═════ Extracted text ═════

On Not Feeling Threatened When Christianity Remains Unchanged While Science and Knowledge Progresses


God in the Dock, from the chapter titled “Dogma and the Universe.”

WHEREVER THERE IS real progress in knowledge, there is some knowledge that is not superseded. Indeed, the very possibility of progress demands that there should be an unchanging element. New bottles for new wine, by all means: but not new palates, throats, and stomachs, or it would not be, for us, ‘wine’ at all. I take it we should all agree to find this sort of unchanging element in the simple rules of mathematics. I would add to these the primary principles of morality. And I would also add the fundamental doctrines of Christianity. To put it in rather more technical language, I claim that the positive historical statements made by Christianity have the power, elsewhere found chiefly in formal principles, of receiving, without intrinsic change, the increasing complexity of meaning which increasing knowledge puts into them.

═════ Supplied material ═════

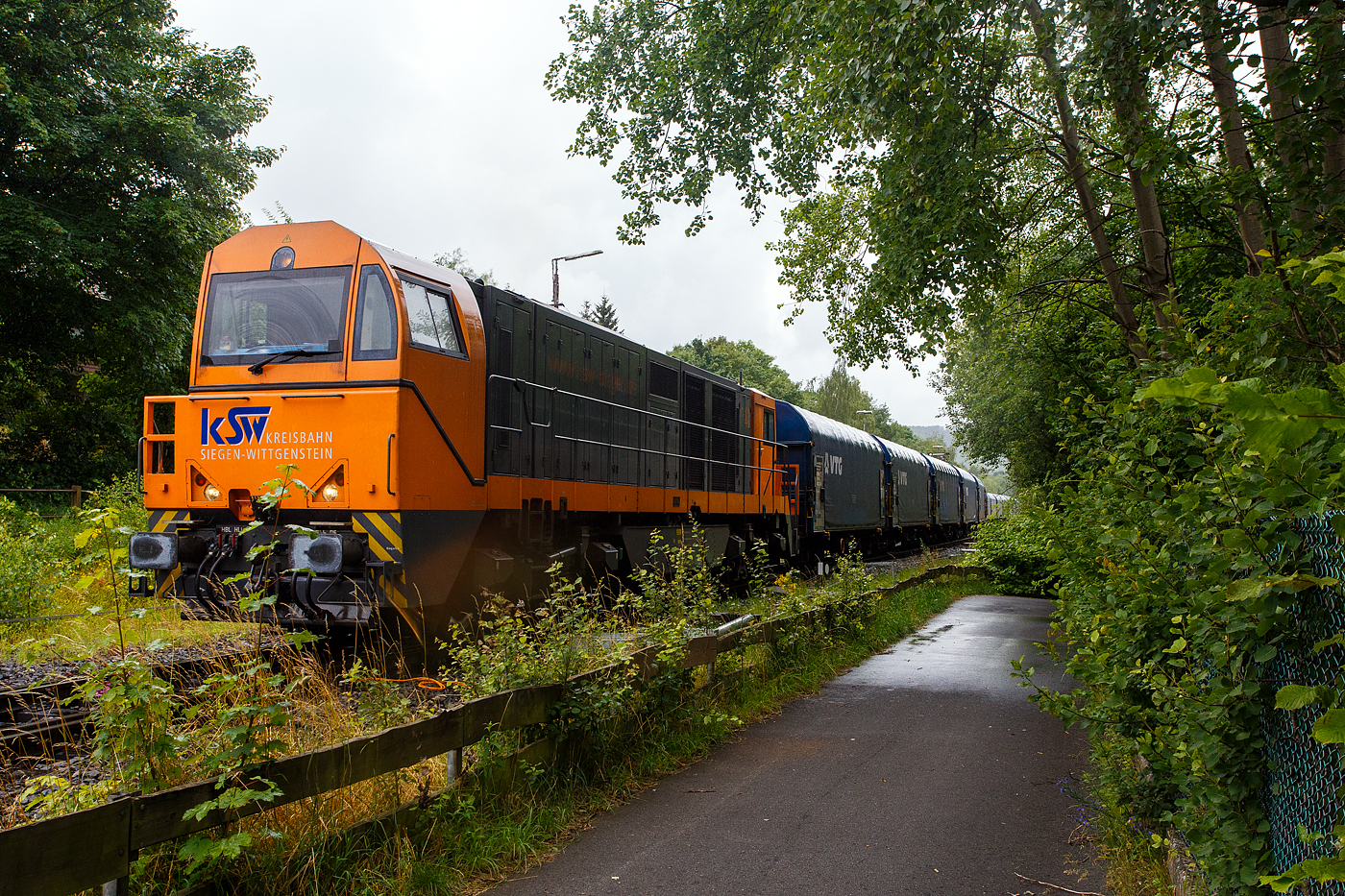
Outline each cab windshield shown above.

═════

Directions –
In the passage on Christianity and progress in knowledge, what does the very possibility of progress demand?

Reply to the task –
It demands that there should be an unchanging element.